### Assignment
Reproduce the data exactly as it stands.

### Data supplied
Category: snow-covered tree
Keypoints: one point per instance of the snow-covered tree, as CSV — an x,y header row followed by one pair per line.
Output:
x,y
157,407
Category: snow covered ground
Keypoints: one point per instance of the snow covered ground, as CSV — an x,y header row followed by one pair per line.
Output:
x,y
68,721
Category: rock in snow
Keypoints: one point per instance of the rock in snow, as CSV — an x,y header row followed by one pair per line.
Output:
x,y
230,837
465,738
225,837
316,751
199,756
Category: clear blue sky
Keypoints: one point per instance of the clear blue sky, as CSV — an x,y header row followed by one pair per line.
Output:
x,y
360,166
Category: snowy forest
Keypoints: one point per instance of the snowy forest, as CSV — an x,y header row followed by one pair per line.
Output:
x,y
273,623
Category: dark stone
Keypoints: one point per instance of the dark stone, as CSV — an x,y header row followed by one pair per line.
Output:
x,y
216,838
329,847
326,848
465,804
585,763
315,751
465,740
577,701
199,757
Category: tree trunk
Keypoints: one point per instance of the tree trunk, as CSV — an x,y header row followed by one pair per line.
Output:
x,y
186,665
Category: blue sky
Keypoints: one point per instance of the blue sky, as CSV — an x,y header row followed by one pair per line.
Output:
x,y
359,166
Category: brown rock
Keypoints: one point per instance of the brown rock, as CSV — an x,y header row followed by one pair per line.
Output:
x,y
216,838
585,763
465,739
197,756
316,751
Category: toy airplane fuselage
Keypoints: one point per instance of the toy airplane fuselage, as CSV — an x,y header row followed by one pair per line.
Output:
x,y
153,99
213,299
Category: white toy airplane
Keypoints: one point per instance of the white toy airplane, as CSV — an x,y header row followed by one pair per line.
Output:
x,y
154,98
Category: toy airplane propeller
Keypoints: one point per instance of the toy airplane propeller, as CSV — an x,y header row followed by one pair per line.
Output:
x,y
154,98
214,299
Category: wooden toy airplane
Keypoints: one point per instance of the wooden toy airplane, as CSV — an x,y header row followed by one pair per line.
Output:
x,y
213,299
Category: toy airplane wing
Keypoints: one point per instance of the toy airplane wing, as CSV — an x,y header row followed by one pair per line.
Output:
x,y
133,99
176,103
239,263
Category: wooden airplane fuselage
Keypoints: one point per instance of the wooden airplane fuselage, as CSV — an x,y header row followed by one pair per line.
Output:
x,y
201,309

### Task output
Category: snow-covered tree
Keypoints: one point per instance of the snow-covered tree, as CSV — an x,y header row followed by one pair per line.
Output:
x,y
157,407
Category: snow covered ground
Keypoints: one point per instance of the snow covered ground, as CSV — an x,y header row followed by one pair per line.
Output:
x,y
68,721
Category: rock in snow
Keypoints: one point per instance of the rock in snow, as CSV — an x,y header row followed by one pair per line.
Output:
x,y
230,837
465,738
225,837
316,751
199,756
Category: clear blue sky
Keypoints: one point per instance of the clear blue sky, as CSV — an x,y header row followed by one pair per line.
Output:
x,y
360,166
Category: snowy forest
Keypoints: one point per instance of the snowy forest, as CSV — an x,y header row followed by one pair per line.
Output:
x,y
273,623
Category: dark stone
Keypoints: one point per instance of the dark stone, as CSV — an x,y header row followed by one pair per line.
Output:
x,y
216,838
329,847
326,848
465,804
585,763
315,751
465,740
577,701
199,757
Category: tree trunk
Keypoints: one point per instance of the tree trunk, as CSV — an x,y header row followed by one pair per line.
Output:
x,y
186,665
Category: blue sky
Keypoints: one point per instance of the blue sky, as CSV — an x,y header row followed by one pair per line.
Output:
x,y
359,166
Category: brown rock
Keypoints: one point per instance of the brown rock, as CSV — an x,y header row followed by one pair per line.
Output:
x,y
216,838
585,763
465,739
197,756
316,751
Category: toy airplane fuselage
Keypoints: one point per instance of the toy airplane fuselage, as CSV — an x,y header row followed by one pair per line.
Output:
x,y
153,99
213,299
Category: white toy airplane
Keypoints: one point per instance of the white toy airplane, as CSV — an x,y header row followed by one pair per line.
Output:
x,y
154,98
Category: toy airplane propeller
Keypoints: one point per instance of the toy airplane propeller, as CSV — an x,y header row followed by one pair per line.
Output:
x,y
154,98
214,299
Category: wooden toy airplane
Keypoints: one point per instance of the wooden toy airplane, as CSV — an x,y header row followed by one pair per line.
Output:
x,y
213,299
Category: toy airplane wing
Keypoints: one point per instance of the toy airplane wing, as CSV — an x,y header row followed by one pair per line.
Output:
x,y
133,99
176,103
239,263
Category: wooden airplane fuselage
Keypoints: one point per instance of the wooden airplane fuselage, as CSV — an x,y header row followed by one pair per line.
Output:
x,y
201,309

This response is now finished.